→ **Action à mener 1**:
Relevez toutes les attentes des professionnels que cite le texte à examiner en réponse à la question « Que veulent les professionnels ? ».
→ **Action à mener 2**:
Indiquez, s'il vous plaît, si chacune des affirmations suivantes concorde avec le texte à examiner, en répondant par oui ou par non et en citant les mots qui tranchent. (a) Le gouvernement proposait en janvier 350 millions d'euros pour la première année. (b) Cette somme permettait d'obtenir le C à 20 euros. (c) La personne qui parle regrette le résultat obtenu.

→ **Texte à examiner**:
Que veulent les professionnels ? Améliorer leurs conditions d'exercice, travailler moins, pouvoir être remplacés, avoir plus de sécurité et être respectés. Ils disent « C à 20 euros », mais ils disent aussi que cela ne règle pas tous leurs problèmes. Nous devons traduire cela dans une négociation. Avec ce que nous donnait le gouvernement en janvier, 350 millions d'euros pour la première année, on ne pouvait pas obtenir le C à 20 euros. On a fait le maximum et je n'ai aucun regret. Les médecins ont obtenu une revalorisation des tarifs de jour, de nuit, de garde... On avance pas à pas : après un accord, un deuxième.
Il y a deux voies d'action. D'une part, on se situe, avec tous les syndicats de professionnels de santé libéraux, dans le cadre de la loi qui a réformé le système conventionnel. Cette nouvelle architecture, c'est l'accord-cadre interprofessionnel et ce seront des conventions pour chaque métier à l'intérieur desquelles il y aura des contrats volontaires de bon usage des soins et de santé publique, à l'image de l'option médecin-référent.

Enregistrements stockés:

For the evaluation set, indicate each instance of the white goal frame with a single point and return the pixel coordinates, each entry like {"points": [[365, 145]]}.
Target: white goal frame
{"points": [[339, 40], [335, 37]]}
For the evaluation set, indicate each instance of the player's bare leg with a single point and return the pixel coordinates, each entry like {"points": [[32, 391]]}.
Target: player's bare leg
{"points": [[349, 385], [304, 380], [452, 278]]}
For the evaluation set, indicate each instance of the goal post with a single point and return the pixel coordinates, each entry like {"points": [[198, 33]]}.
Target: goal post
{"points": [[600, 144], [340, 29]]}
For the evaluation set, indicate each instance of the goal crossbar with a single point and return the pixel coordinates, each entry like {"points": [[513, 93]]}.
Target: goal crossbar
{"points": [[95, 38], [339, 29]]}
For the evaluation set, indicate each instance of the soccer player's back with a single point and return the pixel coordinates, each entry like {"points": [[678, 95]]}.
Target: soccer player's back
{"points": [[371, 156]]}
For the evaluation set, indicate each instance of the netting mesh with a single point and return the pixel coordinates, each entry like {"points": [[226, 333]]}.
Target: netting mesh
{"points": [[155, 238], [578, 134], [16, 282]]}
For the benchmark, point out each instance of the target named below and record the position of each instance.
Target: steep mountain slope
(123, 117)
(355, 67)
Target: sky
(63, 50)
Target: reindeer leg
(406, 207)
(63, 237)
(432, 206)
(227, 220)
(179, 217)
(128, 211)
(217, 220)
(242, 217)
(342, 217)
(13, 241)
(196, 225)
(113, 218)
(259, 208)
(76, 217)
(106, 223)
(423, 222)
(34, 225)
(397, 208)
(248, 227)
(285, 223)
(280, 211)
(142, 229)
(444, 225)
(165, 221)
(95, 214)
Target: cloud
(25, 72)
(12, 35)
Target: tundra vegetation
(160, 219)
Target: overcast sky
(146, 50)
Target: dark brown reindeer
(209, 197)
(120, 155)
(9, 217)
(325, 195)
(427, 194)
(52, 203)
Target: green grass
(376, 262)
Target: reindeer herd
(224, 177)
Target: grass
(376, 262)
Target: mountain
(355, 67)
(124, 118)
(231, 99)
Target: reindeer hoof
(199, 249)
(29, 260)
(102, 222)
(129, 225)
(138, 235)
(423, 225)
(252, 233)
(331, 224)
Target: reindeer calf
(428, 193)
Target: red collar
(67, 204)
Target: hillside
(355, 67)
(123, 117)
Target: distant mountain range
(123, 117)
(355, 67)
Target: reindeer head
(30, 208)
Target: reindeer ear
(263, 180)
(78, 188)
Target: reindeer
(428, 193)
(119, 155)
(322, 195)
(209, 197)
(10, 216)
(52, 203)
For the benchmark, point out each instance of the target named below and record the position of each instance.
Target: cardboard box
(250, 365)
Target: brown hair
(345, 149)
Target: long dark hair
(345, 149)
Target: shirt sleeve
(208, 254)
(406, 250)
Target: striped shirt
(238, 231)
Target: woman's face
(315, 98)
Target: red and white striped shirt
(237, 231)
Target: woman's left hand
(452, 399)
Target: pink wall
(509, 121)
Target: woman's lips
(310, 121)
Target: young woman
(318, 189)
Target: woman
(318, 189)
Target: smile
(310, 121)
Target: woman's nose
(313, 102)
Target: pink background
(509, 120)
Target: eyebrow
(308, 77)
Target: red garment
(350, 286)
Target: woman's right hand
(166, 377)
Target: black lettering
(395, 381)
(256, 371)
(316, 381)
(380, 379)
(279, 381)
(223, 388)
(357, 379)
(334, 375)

→ **Réponse 1**:
Améliorer leurs conditions d'exercice, travailler moins, pouvoir être remplacés, avoir plus de sécurité, être respectés.

→ **Réponse 2**:
(a) Oui : « Avec ce que nous donnait le gouvernement en janvier, 350 millions d'euros pour la première année ».
(b) Non : « on ne pouvait pas obtenir le C à 20 euros ».
(c) Non : « je n'ai aucun regret ».